**Task brief**.
Reproduce each line exactly. Skip none.
►
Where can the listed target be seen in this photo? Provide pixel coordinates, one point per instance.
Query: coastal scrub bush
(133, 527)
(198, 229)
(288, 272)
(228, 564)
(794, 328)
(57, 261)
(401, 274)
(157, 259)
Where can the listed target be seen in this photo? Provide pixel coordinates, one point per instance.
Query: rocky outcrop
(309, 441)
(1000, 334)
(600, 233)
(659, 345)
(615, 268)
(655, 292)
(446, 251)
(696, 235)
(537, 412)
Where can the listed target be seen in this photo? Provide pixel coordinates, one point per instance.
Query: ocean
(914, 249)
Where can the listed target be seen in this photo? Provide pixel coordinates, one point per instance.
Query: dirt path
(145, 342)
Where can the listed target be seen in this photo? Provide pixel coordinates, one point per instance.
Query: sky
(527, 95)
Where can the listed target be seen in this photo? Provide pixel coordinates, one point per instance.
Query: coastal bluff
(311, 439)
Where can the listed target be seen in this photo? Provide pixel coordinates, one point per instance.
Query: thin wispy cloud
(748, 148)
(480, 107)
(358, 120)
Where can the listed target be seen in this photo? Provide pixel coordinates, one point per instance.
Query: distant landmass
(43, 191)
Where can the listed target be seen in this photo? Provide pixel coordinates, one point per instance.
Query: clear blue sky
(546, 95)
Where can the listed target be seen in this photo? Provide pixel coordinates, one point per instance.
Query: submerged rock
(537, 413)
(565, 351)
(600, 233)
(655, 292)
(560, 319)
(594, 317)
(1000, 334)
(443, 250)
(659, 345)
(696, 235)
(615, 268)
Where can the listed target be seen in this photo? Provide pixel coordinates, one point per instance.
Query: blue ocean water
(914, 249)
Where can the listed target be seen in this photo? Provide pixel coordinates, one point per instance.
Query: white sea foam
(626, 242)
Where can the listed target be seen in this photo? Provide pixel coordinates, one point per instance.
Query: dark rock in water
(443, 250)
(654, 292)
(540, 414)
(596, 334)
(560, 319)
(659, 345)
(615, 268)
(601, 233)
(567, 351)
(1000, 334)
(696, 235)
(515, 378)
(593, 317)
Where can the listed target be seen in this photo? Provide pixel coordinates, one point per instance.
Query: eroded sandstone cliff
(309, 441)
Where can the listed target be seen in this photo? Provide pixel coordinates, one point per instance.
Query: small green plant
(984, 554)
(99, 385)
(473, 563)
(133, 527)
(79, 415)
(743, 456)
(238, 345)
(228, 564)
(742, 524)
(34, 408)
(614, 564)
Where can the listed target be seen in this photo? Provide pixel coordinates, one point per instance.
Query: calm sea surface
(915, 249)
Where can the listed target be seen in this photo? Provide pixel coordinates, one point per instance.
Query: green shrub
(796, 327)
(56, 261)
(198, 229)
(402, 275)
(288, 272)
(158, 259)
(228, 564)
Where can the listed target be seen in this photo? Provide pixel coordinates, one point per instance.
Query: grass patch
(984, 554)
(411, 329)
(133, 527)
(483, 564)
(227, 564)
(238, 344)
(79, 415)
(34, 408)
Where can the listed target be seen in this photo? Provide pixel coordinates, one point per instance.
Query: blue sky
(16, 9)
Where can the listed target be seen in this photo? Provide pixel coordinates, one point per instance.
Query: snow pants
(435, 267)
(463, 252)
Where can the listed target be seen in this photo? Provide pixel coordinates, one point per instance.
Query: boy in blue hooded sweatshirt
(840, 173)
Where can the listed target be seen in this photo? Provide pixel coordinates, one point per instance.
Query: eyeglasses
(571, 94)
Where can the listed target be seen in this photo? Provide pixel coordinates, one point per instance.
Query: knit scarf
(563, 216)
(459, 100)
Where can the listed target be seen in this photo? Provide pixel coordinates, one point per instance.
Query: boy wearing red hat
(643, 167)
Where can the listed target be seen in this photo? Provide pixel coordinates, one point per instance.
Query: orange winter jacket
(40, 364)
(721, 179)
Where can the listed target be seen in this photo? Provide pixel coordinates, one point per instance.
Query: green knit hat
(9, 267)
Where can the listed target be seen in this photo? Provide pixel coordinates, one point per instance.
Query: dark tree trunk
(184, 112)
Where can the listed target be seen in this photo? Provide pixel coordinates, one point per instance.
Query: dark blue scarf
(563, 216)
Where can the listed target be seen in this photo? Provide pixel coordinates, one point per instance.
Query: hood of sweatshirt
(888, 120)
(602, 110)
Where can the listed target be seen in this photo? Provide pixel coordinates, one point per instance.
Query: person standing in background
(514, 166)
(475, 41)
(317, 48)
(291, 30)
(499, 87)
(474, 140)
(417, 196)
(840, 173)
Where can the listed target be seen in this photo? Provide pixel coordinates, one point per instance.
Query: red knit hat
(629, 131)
◄
**Full output**.
Where can the listed target be seen in this photo? Provide pixel coordinates, one point per instance.
Query: coastal scrub bush
(133, 527)
(198, 229)
(288, 272)
(228, 564)
(794, 328)
(57, 261)
(401, 274)
(157, 259)
Where can the listed target be seen in this photo? Provide pixel coordinates, one point per instance.
Query: rocky outcrop
(309, 441)
(1000, 334)
(600, 233)
(659, 345)
(615, 268)
(655, 292)
(446, 251)
(696, 235)
(537, 412)
Where can the listed target be seen in this photo? Provide pixel coordinates, one point per instance.
Query: ocean
(914, 249)
Where can the listed target be seen in this photo? Provide pixel coordinates, one point per instance.
Query: dirt path
(145, 342)
Where can the listed target be seen in this photo? Provide pixel coordinates, one point per instance.
Query: sky
(527, 95)
Where can the listed target be seen in this photo? Provide pixel coordinates, one point per instance.
Query: coastal bluff
(311, 439)
Where can the listed target be seen in this photo? Provide pixel coordinates, one point per instance.
Query: thin wispy cloud
(748, 148)
(480, 107)
(358, 120)
Where can the listed target be seen in this photo? Provide pixel coordinates, one point per instance.
Query: distant landmass
(43, 191)
Where can the listed target be seen in this photo? Provide pixel coordinates, one point per instance.
Query: clear blue sky
(546, 95)
Where can the listed target be seen in this photo? Provide pixel coordinates, one point per instance.
Query: submerged rock
(537, 413)
(565, 351)
(600, 233)
(655, 292)
(560, 319)
(594, 317)
(1000, 334)
(443, 250)
(659, 345)
(696, 235)
(615, 268)
Where can the listed target be seen in this photo? Provide pixel coordinates, one point per instance.
Query: blue ocean water
(914, 249)
Where can the listed target be seen in this photo? Provide pixel coordinates, one point per instance.
Query: white sea foam
(626, 242)
Where can the listed target be seen in this photo? Provide pixel coordinates, one point per instance.
Query: dark rock in water
(443, 250)
(654, 292)
(540, 414)
(596, 334)
(560, 319)
(659, 345)
(615, 268)
(601, 233)
(567, 351)
(1000, 334)
(696, 235)
(515, 378)
(593, 317)
Where can the listed target be seen in this photo? Provide pixel coordinates, one point per instance.
Query: eroded sandstone cliff
(309, 441)
Where can the listed target be seen in this photo? Provide pixel coordinates, one point per instance.
Query: small green plant
(984, 554)
(99, 385)
(473, 563)
(133, 527)
(79, 415)
(743, 456)
(238, 345)
(228, 564)
(742, 524)
(34, 408)
(614, 564)
Where can the listed target be seen in this photo? Provide pixel coordinates, one point per instance.
Query: calm sea surface
(915, 249)
Where can the listed target be seen in this photo? Provide pixel coordinates, one point per instance.
Query: green shrub
(796, 327)
(56, 261)
(198, 229)
(402, 275)
(288, 272)
(158, 259)
(228, 564)
Where can the listed target be seen in this photo? Provide pixel coordinates, one point per instance.
Query: grass patch
(984, 554)
(411, 329)
(133, 527)
(483, 564)
(227, 564)
(238, 344)
(79, 415)
(34, 408)
Where can the listed target be seen in this photo? Provide pixel coordinates, one point per instance.
Query: blue sky
(16, 9)
Where can the listed target be seen in this photo? Provide pixel coordinates, one point per instance.
Query: snow pants
(435, 267)
(463, 252)
Where can the listed target be seen in this photo? Provide pixel coordinates, one point per instance.
Query: boy in blue hooded sweatshirt
(840, 173)
Where can the listed target be seen in this photo? Provide pixel coordinates, one point per instance.
Query: eyeglasses
(571, 94)
Where can the listed target be seen in this photo? Provide pixel coordinates, one point per instance.
Query: knit scarf
(563, 216)
(459, 100)
Where can the listed target be seen in this photo? Provide pixel coordinates, one point per instance.
Query: boy wearing red hat
(643, 167)
Where can the listed target be seen in this photo? Provide pixel coordinates, one point per instance.
Query: orange winter jacket
(40, 364)
(721, 179)
Where can the listed target be seen in this photo? Provide pixel coordinates, one point per instance.
Query: green knit hat
(9, 267)
Where can the listed target be seen in this photo? Provide pixel coordinates, one point per instance.
Query: dark tree trunk
(184, 112)
Where can the listed target be seen in this photo? Provide pixel coordinates, one point per instance.
Query: dark blue scarf
(563, 216)
Where can the listed target be seen in this photo? Provide pixel coordinates, one point per instance.
Query: hood of sweatshirt
(888, 120)
(602, 110)
Where can the listed target be seen in this photo? Provide pixel coordinates, one point per instance.
Query: person standing in background
(514, 166)
(475, 41)
(317, 48)
(291, 30)
(499, 87)
(474, 140)
(417, 196)
(840, 173)
Where can the listed target be seen in this photo? Provide pixel coordinates, one point per instance.
Query: red knit hat
(629, 131)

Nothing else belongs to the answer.